→ Required work: Extract every line below, verbatim.

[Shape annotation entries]
# # # # # # #
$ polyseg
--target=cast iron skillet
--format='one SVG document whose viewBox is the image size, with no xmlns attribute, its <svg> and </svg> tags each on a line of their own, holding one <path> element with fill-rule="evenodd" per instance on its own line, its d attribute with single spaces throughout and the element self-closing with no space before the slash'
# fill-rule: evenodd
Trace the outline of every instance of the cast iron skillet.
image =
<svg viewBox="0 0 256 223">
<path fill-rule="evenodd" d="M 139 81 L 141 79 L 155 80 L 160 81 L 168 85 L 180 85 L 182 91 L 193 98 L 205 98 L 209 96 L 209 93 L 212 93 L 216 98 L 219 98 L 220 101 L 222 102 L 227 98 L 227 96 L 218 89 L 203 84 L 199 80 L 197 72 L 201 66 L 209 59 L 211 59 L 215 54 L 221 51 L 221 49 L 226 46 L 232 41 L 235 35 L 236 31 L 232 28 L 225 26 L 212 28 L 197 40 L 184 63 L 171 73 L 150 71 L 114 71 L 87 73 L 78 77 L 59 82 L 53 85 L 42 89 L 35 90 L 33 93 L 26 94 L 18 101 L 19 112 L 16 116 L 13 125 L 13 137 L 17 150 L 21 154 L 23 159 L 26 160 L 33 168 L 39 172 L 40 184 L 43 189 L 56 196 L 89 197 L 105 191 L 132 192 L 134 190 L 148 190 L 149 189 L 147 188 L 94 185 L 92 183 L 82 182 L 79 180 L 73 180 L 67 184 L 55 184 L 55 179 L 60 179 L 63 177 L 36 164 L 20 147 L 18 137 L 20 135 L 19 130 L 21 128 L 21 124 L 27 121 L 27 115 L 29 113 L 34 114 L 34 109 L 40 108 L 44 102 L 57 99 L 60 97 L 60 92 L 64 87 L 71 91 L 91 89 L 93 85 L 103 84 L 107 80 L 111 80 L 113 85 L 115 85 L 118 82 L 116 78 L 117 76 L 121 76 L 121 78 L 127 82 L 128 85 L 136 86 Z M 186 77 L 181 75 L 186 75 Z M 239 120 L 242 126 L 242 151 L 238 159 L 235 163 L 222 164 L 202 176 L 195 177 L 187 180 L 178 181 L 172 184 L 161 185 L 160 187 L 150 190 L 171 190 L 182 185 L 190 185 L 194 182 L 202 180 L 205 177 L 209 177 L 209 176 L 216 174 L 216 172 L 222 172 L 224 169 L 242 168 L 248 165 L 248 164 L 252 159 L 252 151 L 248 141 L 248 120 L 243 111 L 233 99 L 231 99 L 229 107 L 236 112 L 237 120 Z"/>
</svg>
# # # # # # #
→ The completed task:
$ polyseg
--target=cast iron skillet
--format='one SVG document whose viewBox is the image size, with no xmlns attribute, its <svg> and </svg> tags each on a line of their own, holding one <path> element with fill-rule="evenodd" per instance on its own line, its d attribute with single spaces throughout and the element self-closing with no space before the slash'
# fill-rule: evenodd
Trace the outline of every instance of the cast iron skillet.
image =
<svg viewBox="0 0 256 223">
<path fill-rule="evenodd" d="M 139 81 L 141 79 L 155 80 L 160 81 L 168 85 L 180 85 L 182 91 L 193 98 L 205 98 L 209 96 L 209 93 L 212 93 L 216 98 L 219 98 L 220 101 L 222 102 L 227 98 L 227 96 L 218 89 L 203 84 L 199 80 L 197 72 L 201 66 L 209 59 L 211 59 L 215 54 L 221 51 L 221 49 L 226 46 L 232 41 L 235 35 L 236 31 L 232 28 L 225 26 L 212 28 L 197 40 L 184 63 L 171 73 L 150 71 L 114 71 L 87 73 L 78 77 L 59 82 L 53 85 L 42 89 L 35 90 L 33 93 L 26 94 L 18 101 L 19 112 L 16 116 L 13 125 L 13 137 L 17 150 L 21 154 L 23 159 L 26 160 L 33 168 L 39 172 L 40 184 L 43 189 L 56 196 L 89 197 L 105 191 L 132 192 L 134 190 L 148 190 L 149 189 L 147 188 L 94 185 L 92 183 L 82 182 L 79 180 L 73 180 L 67 184 L 55 184 L 55 179 L 60 179 L 63 177 L 36 164 L 20 147 L 18 137 L 20 135 L 19 130 L 21 128 L 21 124 L 27 121 L 27 115 L 29 113 L 34 114 L 34 109 L 40 108 L 44 102 L 57 99 L 60 97 L 60 92 L 64 87 L 71 91 L 91 89 L 93 85 L 103 84 L 107 80 L 111 80 L 113 85 L 115 85 L 118 82 L 116 78 L 117 76 L 121 76 L 121 78 L 127 82 L 128 85 L 136 86 Z M 186 77 L 181 75 L 186 75 Z M 239 120 L 242 126 L 242 151 L 238 159 L 235 163 L 222 164 L 202 176 L 195 177 L 187 180 L 178 181 L 172 184 L 161 185 L 160 187 L 150 190 L 171 190 L 182 185 L 190 185 L 194 182 L 202 180 L 205 177 L 209 177 L 209 176 L 216 174 L 216 172 L 222 172 L 224 169 L 242 168 L 248 165 L 248 164 L 252 159 L 252 151 L 248 141 L 248 120 L 243 111 L 233 99 L 231 99 L 229 107 L 236 112 L 237 120 Z"/>
</svg>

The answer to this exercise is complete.